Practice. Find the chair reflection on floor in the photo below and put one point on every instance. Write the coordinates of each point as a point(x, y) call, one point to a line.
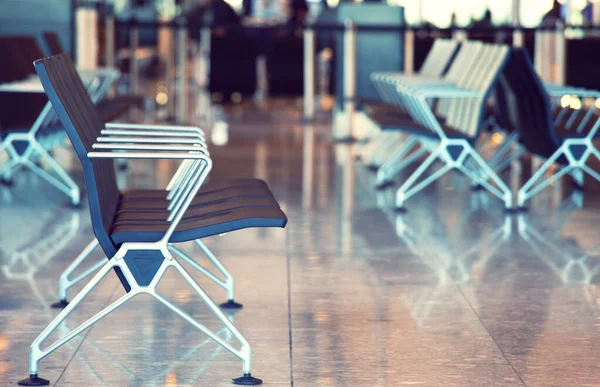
point(564, 256)
point(439, 250)
point(458, 266)
point(25, 265)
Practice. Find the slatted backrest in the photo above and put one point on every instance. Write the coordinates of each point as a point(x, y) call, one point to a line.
point(468, 114)
point(82, 123)
point(527, 104)
point(439, 57)
point(468, 53)
point(461, 69)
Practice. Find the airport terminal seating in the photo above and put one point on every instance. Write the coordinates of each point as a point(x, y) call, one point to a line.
point(140, 242)
point(382, 153)
point(111, 107)
point(449, 128)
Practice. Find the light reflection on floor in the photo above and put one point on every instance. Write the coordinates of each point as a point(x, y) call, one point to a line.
point(452, 293)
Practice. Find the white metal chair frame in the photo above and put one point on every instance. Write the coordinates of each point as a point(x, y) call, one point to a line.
point(183, 188)
point(464, 107)
point(381, 149)
point(151, 134)
point(98, 84)
point(576, 151)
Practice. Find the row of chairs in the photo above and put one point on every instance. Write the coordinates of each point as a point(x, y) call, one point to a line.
point(446, 114)
point(29, 128)
point(138, 230)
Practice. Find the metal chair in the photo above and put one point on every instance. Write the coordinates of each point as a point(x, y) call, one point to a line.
point(450, 137)
point(563, 134)
point(379, 152)
point(140, 247)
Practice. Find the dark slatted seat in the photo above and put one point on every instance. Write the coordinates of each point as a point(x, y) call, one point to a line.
point(202, 226)
point(137, 239)
point(559, 142)
point(143, 202)
point(82, 123)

== WRITTEN PROBLEM ==
Please write out, word for word, the part of the data above that opens with the line containing "Practice. Find the row" and closes with the line containing "point(138, 230)".

== OUTPUT FOR THIS EXERCISE ==
Practice. Find the row of chairs in the photo above and put one point on every instance. Write the coordinates of each point as a point(x, y) call, one point to a line.
point(446, 114)
point(29, 128)
point(138, 230)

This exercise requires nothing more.